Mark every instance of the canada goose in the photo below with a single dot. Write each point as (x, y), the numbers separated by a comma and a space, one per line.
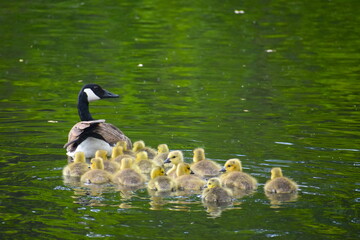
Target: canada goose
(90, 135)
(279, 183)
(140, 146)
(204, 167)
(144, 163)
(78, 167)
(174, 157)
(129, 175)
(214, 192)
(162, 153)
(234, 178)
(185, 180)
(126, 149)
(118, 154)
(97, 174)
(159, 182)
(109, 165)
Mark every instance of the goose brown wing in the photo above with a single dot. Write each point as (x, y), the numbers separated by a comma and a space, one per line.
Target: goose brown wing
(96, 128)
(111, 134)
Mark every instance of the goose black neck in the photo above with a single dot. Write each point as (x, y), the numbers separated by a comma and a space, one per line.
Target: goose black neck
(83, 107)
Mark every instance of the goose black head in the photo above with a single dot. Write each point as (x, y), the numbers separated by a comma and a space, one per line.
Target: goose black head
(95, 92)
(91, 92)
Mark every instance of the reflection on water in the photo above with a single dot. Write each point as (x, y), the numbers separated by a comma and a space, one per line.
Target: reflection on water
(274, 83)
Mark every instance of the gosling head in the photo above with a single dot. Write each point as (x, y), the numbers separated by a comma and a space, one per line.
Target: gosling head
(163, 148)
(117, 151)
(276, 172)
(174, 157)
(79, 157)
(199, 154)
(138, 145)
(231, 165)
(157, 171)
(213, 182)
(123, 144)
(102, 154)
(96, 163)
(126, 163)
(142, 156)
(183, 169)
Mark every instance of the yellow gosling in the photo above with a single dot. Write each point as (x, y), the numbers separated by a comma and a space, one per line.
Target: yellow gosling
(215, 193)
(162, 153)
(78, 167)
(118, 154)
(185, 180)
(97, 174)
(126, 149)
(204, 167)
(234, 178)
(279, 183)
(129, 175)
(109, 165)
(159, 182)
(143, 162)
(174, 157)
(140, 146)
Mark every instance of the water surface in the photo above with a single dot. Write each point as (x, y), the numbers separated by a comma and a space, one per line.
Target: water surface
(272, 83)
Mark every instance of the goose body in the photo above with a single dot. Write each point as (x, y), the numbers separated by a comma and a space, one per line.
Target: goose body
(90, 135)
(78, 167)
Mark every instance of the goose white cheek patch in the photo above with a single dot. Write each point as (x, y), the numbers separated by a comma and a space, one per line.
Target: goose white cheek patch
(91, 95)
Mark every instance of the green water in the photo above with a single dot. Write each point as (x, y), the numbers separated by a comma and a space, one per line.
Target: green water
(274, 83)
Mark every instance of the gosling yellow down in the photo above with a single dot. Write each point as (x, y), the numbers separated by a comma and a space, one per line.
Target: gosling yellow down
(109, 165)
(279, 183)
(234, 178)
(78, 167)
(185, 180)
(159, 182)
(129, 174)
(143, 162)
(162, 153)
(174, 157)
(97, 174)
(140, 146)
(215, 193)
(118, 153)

* * *

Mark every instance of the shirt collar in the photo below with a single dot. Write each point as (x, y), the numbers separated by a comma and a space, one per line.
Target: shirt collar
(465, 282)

* * *

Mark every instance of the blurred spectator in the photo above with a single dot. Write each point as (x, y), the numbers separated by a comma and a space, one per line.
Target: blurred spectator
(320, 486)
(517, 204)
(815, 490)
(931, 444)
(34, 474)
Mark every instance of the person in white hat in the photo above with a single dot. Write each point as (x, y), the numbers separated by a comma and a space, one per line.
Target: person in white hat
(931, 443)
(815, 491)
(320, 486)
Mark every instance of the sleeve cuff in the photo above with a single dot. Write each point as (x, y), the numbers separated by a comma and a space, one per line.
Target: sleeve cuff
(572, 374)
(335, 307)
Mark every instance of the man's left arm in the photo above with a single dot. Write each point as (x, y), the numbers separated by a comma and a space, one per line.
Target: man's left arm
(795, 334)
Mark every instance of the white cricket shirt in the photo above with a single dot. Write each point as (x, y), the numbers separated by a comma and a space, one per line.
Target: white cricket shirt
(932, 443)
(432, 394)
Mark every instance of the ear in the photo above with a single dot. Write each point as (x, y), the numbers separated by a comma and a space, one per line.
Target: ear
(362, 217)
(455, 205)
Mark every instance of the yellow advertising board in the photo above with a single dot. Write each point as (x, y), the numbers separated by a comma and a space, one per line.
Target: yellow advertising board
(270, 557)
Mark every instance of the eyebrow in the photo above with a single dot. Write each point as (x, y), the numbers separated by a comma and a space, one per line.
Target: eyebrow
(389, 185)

(What you should do)
Pick out and copy every line in the records above that contains the word "board".

(The result)
Mark every instance of the yellow advertising board in the photo above with a single dot. Write each point as (x, y), the numbers separated by a comma and a space, one per line.
Target: yellow advertising board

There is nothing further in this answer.